**Page:**
────────────────────────────────────────

# rhom or spilo or compressus?



## renderstream (Apr 10, 2004)

Hi, this is the second "rhom" i have gotten. The first one turned out to be a ruby red spilo.

After looking at some pics, and based on the brightness of the red on my currents fish body, i am having doubts it is a rhom.


----------



## renderstream (Apr 10, 2004)

^^^


----------



## jackburton (Nov 25, 2003)

RHOM


----------



## Dr. Giggles (Oct 18, 2003)

clearer pic showing whole fish, need to see tail, and scutes will get you a better guesstimate.


----------



## xplosivelikec4 (May 10, 2004)

nothing wrong with compressus's they're some mean little suckers.


----------



## Rhombeus81 (Nov 23, 2004)

let me know the size of that piranha. its 50/50 its a rhomb. i have some thoughts on what else it might be. wory not about the red on the gills, its not untypical for a rhomb of a smaller size. let me know the size first off and ill let you know what species. my guess is its a rhomb...


----------



## hastatus (Jan 16, 2003)

> renderstream Posted on Nov 21 2004, 10:07 PM
> Hi, this is the second "rhom" i have gotten. The first one turned out to be a ruby red spilo.
> 
> After looking at some pics, and based on the brightness of the red on my currents fish body, i am having doubts it is a rhom.


Its not possible to have a good ID on a poor photo. What you will get is what you are seeing "guesses" and my opinion is most will "guess" wrong until a better photo is posted.


----------



## renderstream (Apr 10, 2004)

ok lots of new pics for a better ID!!

Let me know what this fish is


----------



## renderstream (Apr 10, 2004)

here is his tail as requsted


----------



## hastatus (Jan 16, 2003)

Young fish are always difficult (particularly some Serrasalmus sp.) to tell apart. I suspect your fish might be a compressus species because of the appearance of what looks like ovals (or bars) scattered on the flank. The red blemish on the opercle (cheek) also seems to indicate a compressus member, along with the high dorsal fin. I would allow the fish to grow out more to see if the body spotting pattern enhances more to show uniformity of spots and bars or just spots.


----------



## renderstream (Apr 10, 2004)

now that you mention it, he looks stunningly similar to this pic: http://www.piranha-fury.com/photopost/data...mpressus_03.jpg

so is there no way to get a positive ID at this age/size?

────────────────────────────────────────

**Dataset excerpts:**

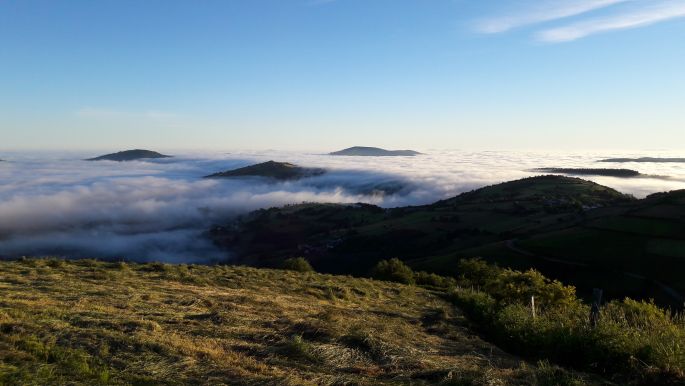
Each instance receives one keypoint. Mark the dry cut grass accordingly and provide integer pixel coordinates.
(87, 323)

────────────────────────────────────────

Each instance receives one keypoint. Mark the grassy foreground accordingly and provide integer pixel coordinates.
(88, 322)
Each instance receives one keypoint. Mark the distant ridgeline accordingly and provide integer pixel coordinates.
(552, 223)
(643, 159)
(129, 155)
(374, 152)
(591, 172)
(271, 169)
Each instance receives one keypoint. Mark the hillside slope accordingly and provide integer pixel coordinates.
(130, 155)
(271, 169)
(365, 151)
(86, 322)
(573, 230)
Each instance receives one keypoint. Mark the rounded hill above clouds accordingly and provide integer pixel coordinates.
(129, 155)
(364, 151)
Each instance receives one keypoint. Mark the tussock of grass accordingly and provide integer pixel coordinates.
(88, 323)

────────────────────────────────────────

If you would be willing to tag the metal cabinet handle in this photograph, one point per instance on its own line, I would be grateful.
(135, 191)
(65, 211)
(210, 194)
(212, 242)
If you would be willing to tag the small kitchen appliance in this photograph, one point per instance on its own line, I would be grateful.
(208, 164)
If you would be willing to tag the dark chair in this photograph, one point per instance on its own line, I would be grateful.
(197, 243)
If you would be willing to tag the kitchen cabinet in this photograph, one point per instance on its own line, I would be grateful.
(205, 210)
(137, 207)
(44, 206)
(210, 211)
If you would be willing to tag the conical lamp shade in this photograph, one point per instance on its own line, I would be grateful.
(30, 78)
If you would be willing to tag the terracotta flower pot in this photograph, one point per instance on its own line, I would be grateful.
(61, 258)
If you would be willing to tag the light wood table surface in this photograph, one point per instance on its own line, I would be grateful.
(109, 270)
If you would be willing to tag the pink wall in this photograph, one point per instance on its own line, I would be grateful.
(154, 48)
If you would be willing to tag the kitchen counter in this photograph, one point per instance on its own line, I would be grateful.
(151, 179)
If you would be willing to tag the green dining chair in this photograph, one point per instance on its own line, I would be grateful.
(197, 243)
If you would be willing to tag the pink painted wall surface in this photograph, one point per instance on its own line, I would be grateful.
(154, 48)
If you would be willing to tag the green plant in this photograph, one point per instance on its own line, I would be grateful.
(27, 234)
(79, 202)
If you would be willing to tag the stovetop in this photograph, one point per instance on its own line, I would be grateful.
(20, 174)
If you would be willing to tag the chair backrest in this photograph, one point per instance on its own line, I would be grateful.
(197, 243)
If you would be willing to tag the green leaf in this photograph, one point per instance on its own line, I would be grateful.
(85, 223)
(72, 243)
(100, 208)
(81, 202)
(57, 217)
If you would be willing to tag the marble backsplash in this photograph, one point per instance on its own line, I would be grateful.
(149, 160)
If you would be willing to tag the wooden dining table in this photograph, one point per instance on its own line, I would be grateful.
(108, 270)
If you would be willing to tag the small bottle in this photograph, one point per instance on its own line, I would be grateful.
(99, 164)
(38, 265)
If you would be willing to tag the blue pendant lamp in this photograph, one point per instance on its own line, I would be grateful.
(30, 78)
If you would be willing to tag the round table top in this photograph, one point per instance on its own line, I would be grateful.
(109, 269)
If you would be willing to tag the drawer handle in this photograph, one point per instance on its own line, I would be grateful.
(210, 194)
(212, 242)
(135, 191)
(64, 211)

────────────────────────────────────────

**To be done:**
a) Copy the passage from the piranha thread starting at "Its not possible" and ending at "a better ID!!".
b) Translate this sentence from the piranha thread into Spanish: "The red blemish on the opercle (cheek) also seems to indicate a compressus member, along with the high dorsal fin."
c) Answer these questions from the piranha thread:
(i) What did renderstream's first "rhom" turn out to be?
(ii) Which part of the fish does renderstream say is shown "as requsted"?
(iii) What does hastatus say appears to be scattered on the flank?

**Responses by task:**
a)
Its not possible to have a good ID on a poor photo. What you will get is what you are seeing "guesses" and my opinion is most will "guess" wrong until a better photo is posted.


----------



## renderstream (Apr 10, 2004)

ok lots of new pics for a better ID!!

b) La mancha roja en el opérculo (mejilla) también parece indicar un miembro de compressus, junto con la aleta dorsal alta.

c)
(i) A ruby red spilo.
(ii) His tail.
(iii) What looks like ovals (or bars).